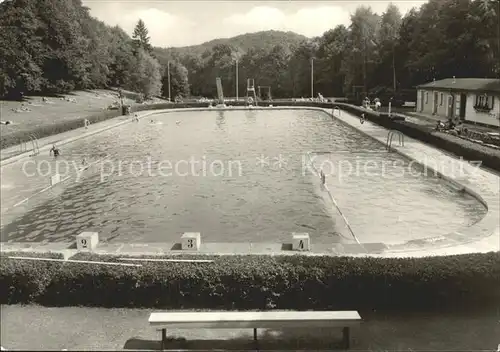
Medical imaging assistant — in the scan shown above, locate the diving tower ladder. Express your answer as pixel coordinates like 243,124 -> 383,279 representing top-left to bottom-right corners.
246,79 -> 258,106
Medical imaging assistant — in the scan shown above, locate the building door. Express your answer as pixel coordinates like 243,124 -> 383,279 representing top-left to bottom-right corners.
433,92 -> 438,114
447,95 -> 454,118
419,91 -> 424,112
459,93 -> 466,120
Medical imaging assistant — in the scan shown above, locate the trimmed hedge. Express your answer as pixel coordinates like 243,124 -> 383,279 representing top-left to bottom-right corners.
0,251 -> 64,304
1,251 -> 499,311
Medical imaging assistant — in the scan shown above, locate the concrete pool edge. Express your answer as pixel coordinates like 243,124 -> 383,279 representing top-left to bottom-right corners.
1,106 -> 498,258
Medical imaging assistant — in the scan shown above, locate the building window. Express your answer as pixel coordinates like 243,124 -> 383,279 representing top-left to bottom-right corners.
440,93 -> 443,105
474,94 -> 494,111
425,92 -> 428,104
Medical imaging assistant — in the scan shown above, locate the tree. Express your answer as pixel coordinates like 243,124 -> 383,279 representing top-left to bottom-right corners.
342,7 -> 381,98
0,0 -> 45,97
315,25 -> 349,97
162,61 -> 190,100
132,19 -> 152,54
107,26 -> 136,87
129,49 -> 162,98
378,4 -> 402,93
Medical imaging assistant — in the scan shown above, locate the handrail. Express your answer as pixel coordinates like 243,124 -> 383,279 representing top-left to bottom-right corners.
19,139 -> 27,153
386,130 -> 404,151
28,134 -> 40,156
28,135 -> 35,156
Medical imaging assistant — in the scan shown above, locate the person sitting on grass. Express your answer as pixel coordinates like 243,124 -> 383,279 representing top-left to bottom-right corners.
435,120 -> 445,131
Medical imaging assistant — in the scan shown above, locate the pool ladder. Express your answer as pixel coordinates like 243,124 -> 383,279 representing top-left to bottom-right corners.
332,105 -> 341,116
27,134 -> 40,156
386,130 -> 404,151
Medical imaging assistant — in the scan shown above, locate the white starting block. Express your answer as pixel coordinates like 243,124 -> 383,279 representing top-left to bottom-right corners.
292,233 -> 311,251
76,232 -> 99,251
181,232 -> 201,251
50,173 -> 61,186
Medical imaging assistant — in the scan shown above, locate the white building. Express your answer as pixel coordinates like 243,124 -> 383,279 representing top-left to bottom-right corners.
416,78 -> 500,127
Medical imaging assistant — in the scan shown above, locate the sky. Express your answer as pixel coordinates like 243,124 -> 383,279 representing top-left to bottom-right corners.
83,1 -> 427,48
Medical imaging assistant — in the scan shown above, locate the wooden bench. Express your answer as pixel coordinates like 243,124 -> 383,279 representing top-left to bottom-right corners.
149,310 -> 362,350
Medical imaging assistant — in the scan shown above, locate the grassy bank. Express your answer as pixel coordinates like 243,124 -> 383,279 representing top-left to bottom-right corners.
0,89 -> 166,150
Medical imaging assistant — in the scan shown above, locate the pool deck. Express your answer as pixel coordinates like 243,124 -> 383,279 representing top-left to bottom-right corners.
1,106 -> 498,258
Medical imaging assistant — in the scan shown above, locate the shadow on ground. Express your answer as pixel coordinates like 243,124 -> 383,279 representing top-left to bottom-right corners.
123,328 -> 346,351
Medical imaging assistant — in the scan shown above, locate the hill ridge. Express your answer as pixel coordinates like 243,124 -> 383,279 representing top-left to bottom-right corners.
154,30 -> 309,59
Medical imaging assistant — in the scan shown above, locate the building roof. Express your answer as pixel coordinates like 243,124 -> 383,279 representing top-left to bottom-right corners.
417,78 -> 500,93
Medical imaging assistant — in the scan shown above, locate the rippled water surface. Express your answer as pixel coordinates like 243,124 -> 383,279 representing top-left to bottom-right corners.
0,109 -> 485,244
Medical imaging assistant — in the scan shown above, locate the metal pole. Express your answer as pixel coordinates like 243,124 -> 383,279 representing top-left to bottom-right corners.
236,59 -> 239,101
497,0 -> 500,78
311,58 -> 314,99
167,61 -> 171,102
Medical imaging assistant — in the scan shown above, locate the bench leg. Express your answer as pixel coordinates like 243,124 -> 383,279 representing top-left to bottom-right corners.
253,328 -> 259,350
161,328 -> 167,351
342,327 -> 350,349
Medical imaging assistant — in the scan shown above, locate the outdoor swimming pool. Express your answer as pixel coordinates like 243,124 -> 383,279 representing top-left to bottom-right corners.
0,109 -> 486,245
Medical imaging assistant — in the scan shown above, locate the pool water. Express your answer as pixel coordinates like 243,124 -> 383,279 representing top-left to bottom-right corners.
0,109 -> 486,244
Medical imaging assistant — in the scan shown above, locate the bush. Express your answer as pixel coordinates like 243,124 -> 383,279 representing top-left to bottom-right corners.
1,252 -> 499,311
0,251 -> 64,304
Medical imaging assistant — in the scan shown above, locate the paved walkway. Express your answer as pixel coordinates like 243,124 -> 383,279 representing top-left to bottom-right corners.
1,305 -> 498,351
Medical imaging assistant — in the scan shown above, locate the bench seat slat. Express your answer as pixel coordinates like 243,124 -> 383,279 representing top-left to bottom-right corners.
149,311 -> 361,329
152,320 -> 360,329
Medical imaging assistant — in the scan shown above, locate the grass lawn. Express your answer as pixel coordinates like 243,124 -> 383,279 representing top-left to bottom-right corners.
1,305 -> 499,351
0,90 -> 132,137
0,90 -> 167,138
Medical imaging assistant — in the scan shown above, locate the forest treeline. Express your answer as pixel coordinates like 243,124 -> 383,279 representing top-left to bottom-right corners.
0,0 -> 498,102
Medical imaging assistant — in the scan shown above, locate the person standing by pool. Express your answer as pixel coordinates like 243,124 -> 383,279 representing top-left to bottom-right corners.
49,145 -> 60,158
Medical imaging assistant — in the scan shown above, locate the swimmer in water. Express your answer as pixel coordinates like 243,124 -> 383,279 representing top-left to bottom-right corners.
320,169 -> 326,185
49,145 -> 60,158
360,113 -> 365,124
150,119 -> 154,123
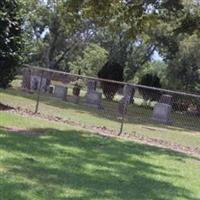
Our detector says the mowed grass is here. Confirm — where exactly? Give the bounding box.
[0,82,200,149]
[0,112,200,200]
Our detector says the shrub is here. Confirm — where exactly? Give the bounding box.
[138,73,162,102]
[98,61,124,100]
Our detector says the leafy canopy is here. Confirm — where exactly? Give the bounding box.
[0,0,22,88]
[69,43,108,76]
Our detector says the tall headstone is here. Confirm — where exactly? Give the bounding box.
[30,75,47,92]
[84,80,103,109]
[123,84,135,104]
[118,84,134,115]
[118,95,130,115]
[22,68,31,90]
[151,94,172,125]
[87,80,96,92]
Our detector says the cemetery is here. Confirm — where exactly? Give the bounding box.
[0,0,200,199]
[1,74,200,199]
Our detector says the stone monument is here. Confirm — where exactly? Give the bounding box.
[84,80,103,109]
[30,75,47,92]
[123,84,135,104]
[87,79,96,92]
[22,68,31,90]
[151,94,172,124]
[54,85,68,100]
[118,84,134,115]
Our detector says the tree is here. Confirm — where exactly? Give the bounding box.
[88,26,155,81]
[148,0,200,92]
[22,0,161,70]
[21,0,200,94]
[138,74,161,102]
[124,41,155,81]
[0,0,22,88]
[22,0,91,70]
[98,61,124,100]
[167,34,200,93]
[134,61,168,87]
[68,43,108,76]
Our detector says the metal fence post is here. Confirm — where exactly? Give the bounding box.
[119,104,126,136]
[118,84,133,136]
[34,70,44,114]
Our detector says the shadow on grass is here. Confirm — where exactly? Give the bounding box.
[0,128,199,200]
[1,88,200,133]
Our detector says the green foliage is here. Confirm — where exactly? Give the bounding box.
[138,73,161,102]
[91,28,155,81]
[69,43,108,76]
[98,61,124,100]
[148,1,200,92]
[134,61,168,87]
[0,0,22,88]
[20,0,200,93]
[21,0,84,69]
[167,34,200,93]
[124,42,155,81]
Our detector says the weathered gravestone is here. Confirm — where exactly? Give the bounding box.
[151,94,172,124]
[123,85,135,104]
[54,85,68,100]
[30,75,47,92]
[22,68,31,90]
[84,80,103,109]
[87,80,96,92]
[118,85,133,115]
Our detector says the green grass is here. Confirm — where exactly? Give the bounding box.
[0,112,200,200]
[0,83,200,149]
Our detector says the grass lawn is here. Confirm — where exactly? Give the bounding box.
[0,83,200,149]
[0,112,200,200]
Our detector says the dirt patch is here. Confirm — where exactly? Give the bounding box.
[2,108,200,158]
[0,103,14,111]
[1,126,25,132]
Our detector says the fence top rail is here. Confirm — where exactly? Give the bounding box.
[23,64,200,99]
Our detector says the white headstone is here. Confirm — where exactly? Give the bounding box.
[151,103,172,124]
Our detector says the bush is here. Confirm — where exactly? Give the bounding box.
[98,61,124,100]
[138,73,162,102]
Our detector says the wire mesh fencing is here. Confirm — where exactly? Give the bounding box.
[1,66,200,150]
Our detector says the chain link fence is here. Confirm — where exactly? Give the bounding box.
[1,65,200,150]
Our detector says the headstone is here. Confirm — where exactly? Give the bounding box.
[22,68,31,90]
[123,84,135,104]
[118,85,135,115]
[85,91,102,108]
[151,94,173,125]
[84,80,103,109]
[118,94,131,115]
[87,80,96,92]
[30,75,47,92]
[54,85,68,100]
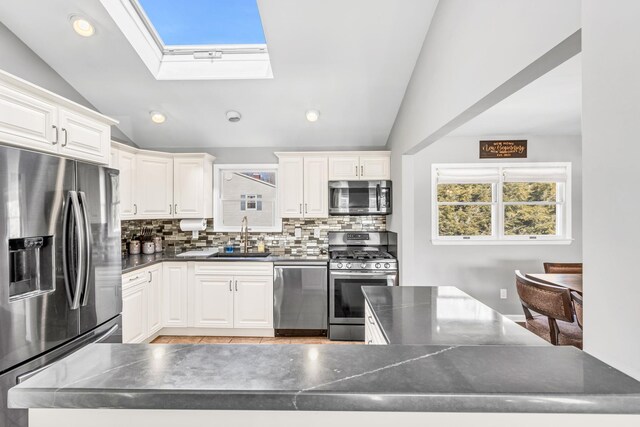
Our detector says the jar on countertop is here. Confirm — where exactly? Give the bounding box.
[129,239,141,255]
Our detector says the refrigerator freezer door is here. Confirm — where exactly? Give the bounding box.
[0,314,121,427]
[0,146,80,374]
[75,163,122,334]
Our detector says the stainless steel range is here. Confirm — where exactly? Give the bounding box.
[328,231,398,341]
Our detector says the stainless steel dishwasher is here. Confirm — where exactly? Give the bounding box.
[273,262,328,332]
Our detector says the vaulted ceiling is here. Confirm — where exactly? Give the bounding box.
[0,0,439,150]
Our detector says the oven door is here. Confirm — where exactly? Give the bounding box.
[329,271,397,325]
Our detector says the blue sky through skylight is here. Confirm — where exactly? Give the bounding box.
[138,0,266,46]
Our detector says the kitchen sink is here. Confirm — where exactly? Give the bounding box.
[210,252,271,258]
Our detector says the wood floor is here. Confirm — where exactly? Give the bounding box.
[151,336,363,345]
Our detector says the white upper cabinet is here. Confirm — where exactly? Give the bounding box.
[173,155,214,219]
[276,154,328,219]
[136,153,174,218]
[360,155,391,180]
[328,155,360,180]
[0,70,117,164]
[109,144,119,169]
[278,156,305,218]
[118,148,137,219]
[58,108,110,164]
[328,152,391,181]
[0,83,58,154]
[303,156,328,218]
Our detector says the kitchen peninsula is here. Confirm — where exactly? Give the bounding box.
[9,287,640,426]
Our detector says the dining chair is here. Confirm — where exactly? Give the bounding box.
[543,262,583,274]
[515,271,582,348]
[571,291,583,329]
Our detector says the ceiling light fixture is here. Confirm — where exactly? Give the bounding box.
[70,15,96,37]
[306,109,320,122]
[150,111,166,124]
[226,111,242,123]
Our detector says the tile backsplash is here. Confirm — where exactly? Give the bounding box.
[121,216,386,256]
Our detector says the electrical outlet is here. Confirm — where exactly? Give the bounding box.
[314,228,321,238]
[294,227,302,238]
[500,289,508,299]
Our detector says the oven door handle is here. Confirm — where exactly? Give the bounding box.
[331,271,397,278]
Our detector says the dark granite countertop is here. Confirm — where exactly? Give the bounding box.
[122,251,329,274]
[362,286,549,346]
[9,343,640,413]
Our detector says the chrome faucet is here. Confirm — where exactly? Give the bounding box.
[240,216,249,253]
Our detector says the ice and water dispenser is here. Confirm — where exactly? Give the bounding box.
[8,236,54,301]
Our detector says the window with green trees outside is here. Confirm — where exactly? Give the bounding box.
[432,163,571,244]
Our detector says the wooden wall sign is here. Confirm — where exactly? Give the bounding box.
[479,140,527,159]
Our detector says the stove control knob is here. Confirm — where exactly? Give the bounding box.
[384,263,390,269]
[375,263,381,269]
[346,263,352,269]
[337,263,343,269]
[361,263,367,269]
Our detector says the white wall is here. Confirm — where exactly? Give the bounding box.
[412,136,582,315]
[386,0,581,268]
[582,0,640,380]
[0,22,134,145]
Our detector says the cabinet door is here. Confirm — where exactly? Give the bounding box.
[173,157,205,218]
[147,265,163,336]
[278,156,304,218]
[122,284,147,343]
[303,156,328,218]
[233,275,273,329]
[360,155,390,180]
[59,108,110,164]
[136,154,174,218]
[193,275,234,328]
[163,263,189,327]
[118,150,137,219]
[0,83,58,154]
[328,156,360,180]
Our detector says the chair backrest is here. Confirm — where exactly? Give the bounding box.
[515,271,575,323]
[571,291,583,329]
[543,262,583,274]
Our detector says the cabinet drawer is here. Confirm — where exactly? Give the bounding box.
[122,269,149,290]
[193,262,273,276]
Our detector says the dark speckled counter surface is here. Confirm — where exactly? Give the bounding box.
[8,343,640,413]
[122,251,328,274]
[362,286,549,346]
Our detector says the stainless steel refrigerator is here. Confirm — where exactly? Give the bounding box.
[0,145,123,427]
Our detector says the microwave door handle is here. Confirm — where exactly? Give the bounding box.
[376,184,381,211]
[78,192,92,307]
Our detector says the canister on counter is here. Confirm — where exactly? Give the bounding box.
[153,236,163,253]
[129,239,141,255]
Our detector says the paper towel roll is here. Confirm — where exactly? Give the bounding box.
[180,219,207,238]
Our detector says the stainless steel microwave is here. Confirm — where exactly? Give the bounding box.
[328,180,392,215]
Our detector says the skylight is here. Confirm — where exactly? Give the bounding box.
[100,0,272,80]
[137,0,266,47]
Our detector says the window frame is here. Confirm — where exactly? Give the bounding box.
[100,0,273,81]
[213,164,282,233]
[431,162,572,245]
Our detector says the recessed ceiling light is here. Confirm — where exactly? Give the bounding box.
[306,110,320,122]
[150,111,166,124]
[70,15,95,37]
[226,111,242,123]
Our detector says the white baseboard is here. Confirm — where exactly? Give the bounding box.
[504,314,526,323]
[158,327,275,337]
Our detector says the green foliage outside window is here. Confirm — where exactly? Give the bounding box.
[503,182,556,202]
[438,205,492,236]
[437,184,492,203]
[504,205,556,235]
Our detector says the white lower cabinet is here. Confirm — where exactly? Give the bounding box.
[163,262,189,327]
[122,265,163,343]
[123,261,274,342]
[193,274,234,328]
[364,302,387,345]
[234,275,274,328]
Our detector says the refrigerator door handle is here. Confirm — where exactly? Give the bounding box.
[78,191,92,307]
[68,191,85,310]
[62,192,74,308]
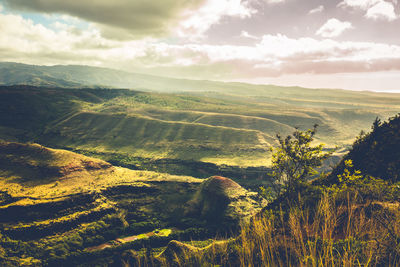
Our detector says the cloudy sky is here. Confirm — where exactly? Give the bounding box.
[0,0,400,92]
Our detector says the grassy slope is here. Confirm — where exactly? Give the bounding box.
[79,89,398,151]
[134,116,400,267]
[0,141,200,205]
[1,85,399,167]
[1,64,400,265]
[0,141,264,266]
[0,141,202,264]
[44,112,268,162]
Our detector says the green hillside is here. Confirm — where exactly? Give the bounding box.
[1,84,399,169]
[0,141,263,266]
[43,112,267,160]
[327,114,400,183]
[137,117,400,267]
[0,63,400,266]
[0,63,399,170]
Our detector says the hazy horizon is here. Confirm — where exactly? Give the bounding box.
[0,0,400,92]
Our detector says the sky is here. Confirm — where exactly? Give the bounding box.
[0,0,400,92]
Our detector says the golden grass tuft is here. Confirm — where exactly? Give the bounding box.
[149,192,400,266]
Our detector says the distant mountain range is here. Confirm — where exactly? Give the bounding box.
[1,61,262,93]
[0,61,394,95]
[0,62,165,89]
[2,61,400,106]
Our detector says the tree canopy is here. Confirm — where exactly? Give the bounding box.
[271,124,333,195]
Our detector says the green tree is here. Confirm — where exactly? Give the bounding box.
[271,124,333,195]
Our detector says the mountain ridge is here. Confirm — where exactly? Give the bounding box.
[1,61,398,96]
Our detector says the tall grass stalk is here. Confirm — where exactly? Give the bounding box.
[133,192,400,266]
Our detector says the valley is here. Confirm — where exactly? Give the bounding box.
[0,64,399,266]
[1,0,400,263]
[1,80,398,168]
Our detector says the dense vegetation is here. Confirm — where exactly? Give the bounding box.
[1,83,398,169]
[0,66,399,266]
[328,115,400,183]
[1,115,399,266]
[126,115,400,266]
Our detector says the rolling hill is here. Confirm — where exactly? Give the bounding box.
[0,141,263,266]
[0,62,399,179]
[0,81,399,169]
[1,62,400,266]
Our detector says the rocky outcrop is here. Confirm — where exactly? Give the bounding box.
[185,176,266,228]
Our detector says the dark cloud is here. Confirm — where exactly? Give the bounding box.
[3,0,205,38]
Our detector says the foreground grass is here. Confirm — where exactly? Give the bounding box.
[235,194,400,267]
[129,190,400,266]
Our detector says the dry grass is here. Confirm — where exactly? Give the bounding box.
[234,194,400,267]
[141,192,400,267]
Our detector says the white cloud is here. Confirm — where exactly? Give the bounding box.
[177,0,256,38]
[240,30,259,39]
[1,12,400,79]
[338,0,380,9]
[338,0,398,21]
[309,5,324,14]
[365,1,397,20]
[0,11,148,66]
[133,35,400,77]
[264,0,285,3]
[316,18,354,38]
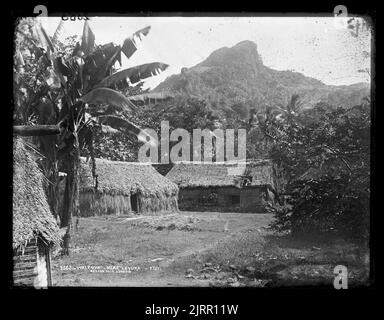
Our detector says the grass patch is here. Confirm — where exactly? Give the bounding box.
[129,214,204,231]
[165,227,370,287]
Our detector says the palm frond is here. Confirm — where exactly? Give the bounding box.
[80,21,95,55]
[121,26,151,59]
[35,22,55,53]
[100,124,119,134]
[94,46,122,83]
[106,46,122,69]
[79,88,137,111]
[97,115,141,135]
[128,91,174,102]
[96,115,157,146]
[16,50,25,67]
[95,62,169,89]
[52,20,65,46]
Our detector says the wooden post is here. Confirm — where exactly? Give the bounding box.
[13,125,60,136]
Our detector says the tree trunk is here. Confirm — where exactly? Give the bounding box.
[13,125,61,136]
[60,133,80,256]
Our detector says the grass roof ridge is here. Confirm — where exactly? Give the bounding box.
[80,157,178,196]
[166,161,275,188]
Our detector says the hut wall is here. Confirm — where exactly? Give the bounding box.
[239,187,267,213]
[137,194,179,215]
[79,193,132,217]
[13,238,51,288]
[179,188,203,205]
[179,188,218,210]
[178,186,268,213]
[79,192,178,217]
[13,238,38,286]
[217,187,241,206]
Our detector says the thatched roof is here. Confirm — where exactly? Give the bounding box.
[80,158,178,197]
[166,160,276,189]
[13,138,61,250]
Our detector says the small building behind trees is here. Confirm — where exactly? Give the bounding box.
[13,138,61,288]
[166,160,279,213]
[78,158,179,216]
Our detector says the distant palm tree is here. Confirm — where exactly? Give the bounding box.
[255,94,302,142]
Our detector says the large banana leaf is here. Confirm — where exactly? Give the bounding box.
[96,115,157,146]
[96,115,142,136]
[55,56,72,77]
[95,62,169,89]
[128,91,174,102]
[34,22,55,54]
[93,45,122,84]
[79,88,137,111]
[106,46,122,70]
[52,20,65,46]
[80,21,95,56]
[16,50,25,67]
[121,26,151,59]
[100,124,119,134]
[71,42,81,57]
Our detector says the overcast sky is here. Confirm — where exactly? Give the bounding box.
[40,16,371,90]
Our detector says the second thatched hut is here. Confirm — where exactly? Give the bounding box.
[166,160,280,213]
[78,158,179,217]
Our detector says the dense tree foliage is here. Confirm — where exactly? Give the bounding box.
[92,95,220,161]
[261,97,370,240]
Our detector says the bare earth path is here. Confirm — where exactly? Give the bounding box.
[52,211,273,287]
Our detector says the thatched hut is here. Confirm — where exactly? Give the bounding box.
[79,158,179,216]
[166,160,278,213]
[13,138,61,288]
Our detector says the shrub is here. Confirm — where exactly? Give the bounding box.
[268,174,369,240]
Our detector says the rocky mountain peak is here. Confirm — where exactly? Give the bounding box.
[197,40,263,69]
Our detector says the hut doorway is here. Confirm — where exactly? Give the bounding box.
[130,194,138,213]
[230,195,240,206]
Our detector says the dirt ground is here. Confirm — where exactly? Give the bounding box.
[51,211,370,287]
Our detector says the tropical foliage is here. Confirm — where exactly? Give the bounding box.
[260,97,370,240]
[14,17,168,254]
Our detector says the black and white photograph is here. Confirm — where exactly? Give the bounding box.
[12,10,373,289]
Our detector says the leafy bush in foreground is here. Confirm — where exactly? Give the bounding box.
[262,98,370,240]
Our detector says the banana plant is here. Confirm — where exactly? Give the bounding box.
[15,18,169,255]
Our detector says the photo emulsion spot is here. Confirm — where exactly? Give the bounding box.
[12,14,372,288]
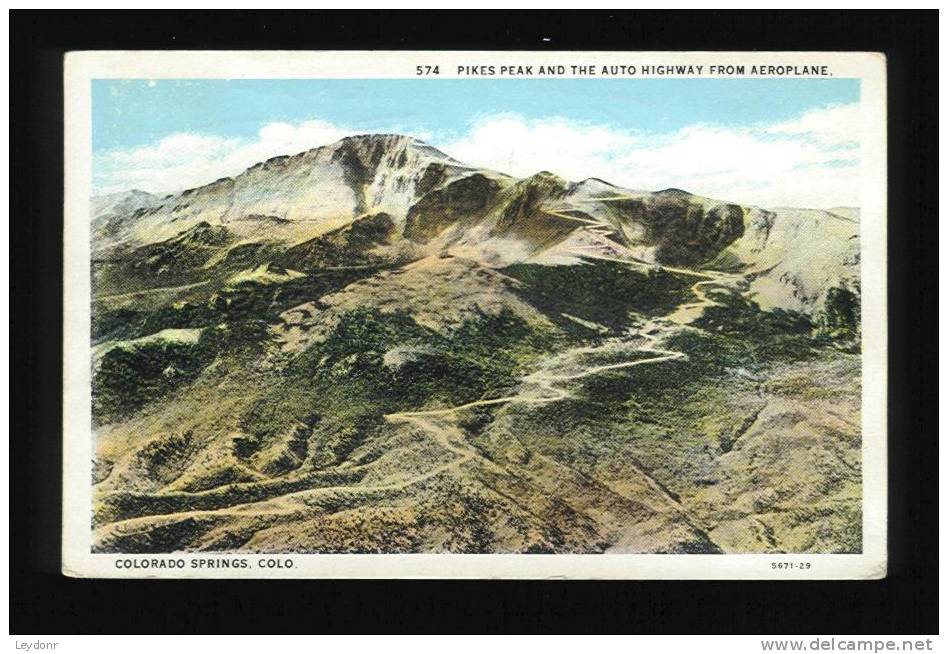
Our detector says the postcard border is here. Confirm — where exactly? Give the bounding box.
[62,50,887,580]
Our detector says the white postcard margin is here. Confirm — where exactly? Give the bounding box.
[62,51,887,579]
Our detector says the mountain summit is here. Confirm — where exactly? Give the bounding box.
[89,134,863,555]
[94,133,761,265]
[93,133,856,314]
[94,134,478,250]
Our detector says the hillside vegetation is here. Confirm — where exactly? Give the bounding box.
[90,135,862,554]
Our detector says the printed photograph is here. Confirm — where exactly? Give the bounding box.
[89,77,863,555]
=-=-=-=-=
Work to complete =
Starting at the line that contains "Our detector says the printed", retype each line through the last one in the records, both included, and add nothing.

Exercise response =
Our detector says the printed photograph is here. Confirm — where exactly? Give the bounding box.
[89,77,863,555]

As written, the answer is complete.